───── TEXT EXCERPT
The initial three-pronged drive from Kuwait, which plunged 200 miles into Iraq with little concern for the long supply lines that were left exposed, was cause for nail-biting, not only on the part of Mondayimorning quarterbacks at home, but by the troops in the tanks at the head of the columns.

Even with Baghdad in U.S. hands, those supply lines are still exposed. But it appears Iraqi forces, almost from the start of the war, were too degraded, demoralized and disorganized to exploit them. Dangerous work and perhaps some bad surprises remain for coalition forces in Iraq, but the issues are reduced to unit-by-unit tactics. The strategic questions, for now, have been answered.

If a review of the lighter, faster Rumsfeld battle plan concludes that it is reproduceable elsewhere, then the reach and grasp of American foreign policy will increase substantially. It took more than a decade to re-muster the political will for a new war after the six-month buildup of the half-million-strong force that liberated Kuwait in 1991. The Rumsfeld plan allows the White House to focus much faster on the next problem to be solved by military force, or credible threat of it.
──────────
───── MATERIAL SHOWN
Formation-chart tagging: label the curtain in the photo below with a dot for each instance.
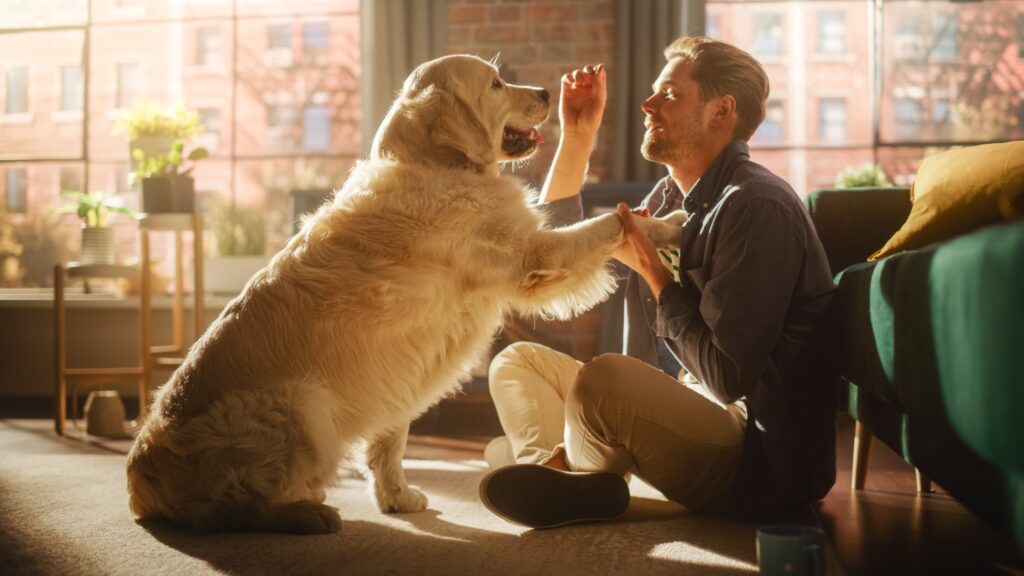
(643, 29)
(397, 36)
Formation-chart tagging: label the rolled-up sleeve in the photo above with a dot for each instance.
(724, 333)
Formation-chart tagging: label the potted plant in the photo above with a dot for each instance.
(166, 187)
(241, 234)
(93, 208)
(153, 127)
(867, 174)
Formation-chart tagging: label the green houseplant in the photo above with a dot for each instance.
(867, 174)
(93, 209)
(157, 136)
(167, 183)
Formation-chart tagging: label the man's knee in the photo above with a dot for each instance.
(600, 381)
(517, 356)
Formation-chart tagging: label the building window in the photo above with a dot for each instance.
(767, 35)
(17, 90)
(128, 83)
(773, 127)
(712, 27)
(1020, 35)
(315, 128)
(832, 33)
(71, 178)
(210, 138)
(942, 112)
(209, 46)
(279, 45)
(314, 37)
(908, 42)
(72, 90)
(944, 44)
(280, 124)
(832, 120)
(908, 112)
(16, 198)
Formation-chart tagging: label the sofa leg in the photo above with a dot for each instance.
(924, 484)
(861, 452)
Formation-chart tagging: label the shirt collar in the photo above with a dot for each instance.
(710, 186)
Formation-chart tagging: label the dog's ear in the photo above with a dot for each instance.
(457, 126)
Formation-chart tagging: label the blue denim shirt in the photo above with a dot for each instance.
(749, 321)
──────────
───── MATERIAL SHOWN
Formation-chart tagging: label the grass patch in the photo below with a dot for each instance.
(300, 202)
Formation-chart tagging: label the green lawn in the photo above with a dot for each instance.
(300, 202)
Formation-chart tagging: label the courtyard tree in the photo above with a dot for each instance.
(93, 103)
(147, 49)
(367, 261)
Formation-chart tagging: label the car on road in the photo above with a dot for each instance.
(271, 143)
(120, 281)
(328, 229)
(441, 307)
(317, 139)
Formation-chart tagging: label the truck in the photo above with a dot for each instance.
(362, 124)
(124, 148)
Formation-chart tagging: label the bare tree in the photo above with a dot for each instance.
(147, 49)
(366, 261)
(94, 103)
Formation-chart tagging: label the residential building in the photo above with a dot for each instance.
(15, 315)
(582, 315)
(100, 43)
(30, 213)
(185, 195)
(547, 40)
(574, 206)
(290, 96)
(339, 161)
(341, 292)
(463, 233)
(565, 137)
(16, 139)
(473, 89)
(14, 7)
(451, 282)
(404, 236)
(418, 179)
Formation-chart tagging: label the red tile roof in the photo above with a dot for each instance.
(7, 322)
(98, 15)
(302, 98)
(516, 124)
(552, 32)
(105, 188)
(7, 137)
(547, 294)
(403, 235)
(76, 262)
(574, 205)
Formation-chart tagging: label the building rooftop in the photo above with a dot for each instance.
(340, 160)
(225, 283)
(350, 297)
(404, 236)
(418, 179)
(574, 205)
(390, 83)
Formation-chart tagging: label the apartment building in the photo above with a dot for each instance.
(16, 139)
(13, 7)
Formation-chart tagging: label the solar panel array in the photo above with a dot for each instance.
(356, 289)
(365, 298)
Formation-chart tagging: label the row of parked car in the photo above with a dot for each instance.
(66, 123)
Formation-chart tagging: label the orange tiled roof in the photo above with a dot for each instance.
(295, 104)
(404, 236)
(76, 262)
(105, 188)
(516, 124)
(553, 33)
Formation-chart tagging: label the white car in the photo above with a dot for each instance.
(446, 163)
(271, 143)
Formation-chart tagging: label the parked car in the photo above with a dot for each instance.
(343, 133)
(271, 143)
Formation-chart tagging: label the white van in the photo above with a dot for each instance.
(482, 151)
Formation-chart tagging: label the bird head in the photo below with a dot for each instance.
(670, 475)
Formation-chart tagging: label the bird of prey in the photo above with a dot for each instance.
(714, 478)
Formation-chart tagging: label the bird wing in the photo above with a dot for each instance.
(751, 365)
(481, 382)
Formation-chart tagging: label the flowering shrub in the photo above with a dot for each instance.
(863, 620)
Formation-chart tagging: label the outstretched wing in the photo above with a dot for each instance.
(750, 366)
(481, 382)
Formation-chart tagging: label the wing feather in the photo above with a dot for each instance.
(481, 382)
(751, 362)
──────────
WHAT THIS EXERCISE ASKS »
[1] Answer these questions using the Iraq war excerpt:
(a) How far into Iraq did the initial drive from Kuwait plunge?
(b) To what does the excerpt say the remaining issues for coalition forces have been reduced?
(c) How long was the buildup of the force that liberated Kuwait in 1991?
[2] Carry the Iraq war excerpt forward with a paragraph that follows on from its final sentence.
The saved entries are separate from the Iraq war excerpt and are unrelated to it.

ANSWERS PER TASK »
[1]
(a) 200 miles.
(b) Unit-by-unit tactics.
(c) Six months.

[2]
But the remarkable success of the Rumsfeld plan in Iraq may actually reduce the need for its use elsewhere in the future. No doubt leaders in North Korea, Syria, Iran, Libya and perhaps Colombia, not to mention Russia, China and Europe, are already adjusting their own calculus in light of America's exponentially improved ability to project force.

Just as the Panama invasion successfully extended the pre-emptive Monroe Doctrine into the 21st century, the Iraq invasion may have extended that doctrine globally.